STATED TASK A:
Which usernames appear as posters in the spark plug thread?
STATED TASK B:
Retype the spark plug thread word for word, everything from "In many aircraft" down to "then. Conflicting  (o)".

In many aircraft piston engines they call for a heat transfer grease/compound on plugs, the same stuff as you get on computer CPU heatsinks. Cannot remember the details of the grease now.

    

Bonzo

Bonzo
Life time member
Life time member
That's settled then. Conflicting  (o)


__________________________________________________
1990 K100RS 4V (VIN# 6406682)
2017 R1200RS SE Sport
    

cycleman

cycleman
Silver member
Silver member
I'm in the dry camp when it comes to spark plugs. Anti seize or anything else added to the threads can affect the heat transfer and grounding from the plug to the head.

    

RicK G

RicK G
admin
admin
I have used antiseize always when an alloy head is concerned. Over the years I have had to fix quite a few alloy heads that have had damaged plug threads some due to cross threading but also due to the plug seizing in the thread after being left too long before being changed or checked.
I suppose it could have a small negative effect on heat transfer but I don't think it would have any negative effect on conductivity.


__________________________________________________
"Man sacrifices his health in order to make money.
Then he sacrifices money to recuperate his health.
And then he is so anxious about the future that he does not enjoy the present; the result being that he does not live in the present or the future; he lives as if he is never going to die, and then dies having never really lived."   Dalai Lama


Bikes 2004 K1200GT 1998 K1100 LT, 1993 K75 RT, 1996 K75RT, 1986 K75 GS, 1979 Z1300 Kawasaki
    

Point-Seven-five

Point-Seven-five
Life time member
Life time member
The danger with lubricating the threads is that it makes it easier to overtighten the plug and strip the threads out of the head if you aren't careful. It's the reason I use a lower setting on my torque wrench when installing spark plugs.

PROVIDED MATERIAL:
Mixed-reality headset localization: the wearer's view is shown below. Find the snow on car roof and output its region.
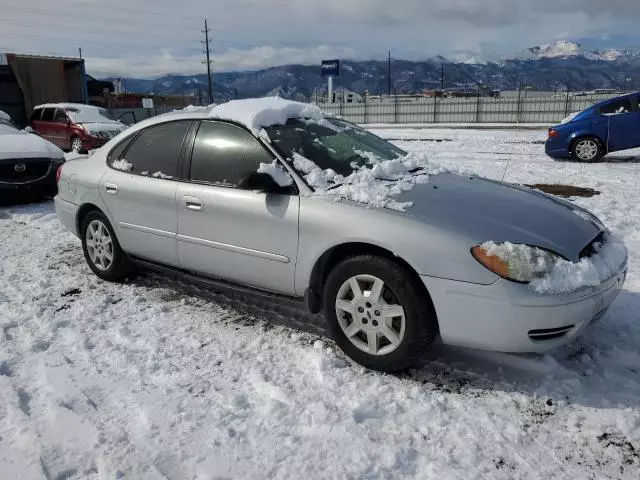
[208,97,324,136]
[33,103,100,110]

WORKED SOLUTION A:
Bonzo, cycleman, RicK G, Point-Seven-five

WORKED SOLUTION B:
In many aircraft piston engines they call for a heat transfer grease/compound on plugs, the same stuff as you get on computer CPU heatsinks. Cannot remember the details of the grease now.

    

Bonzo

Bonzo
Life time member
Life time member
That's settled then. Conflicting  (o)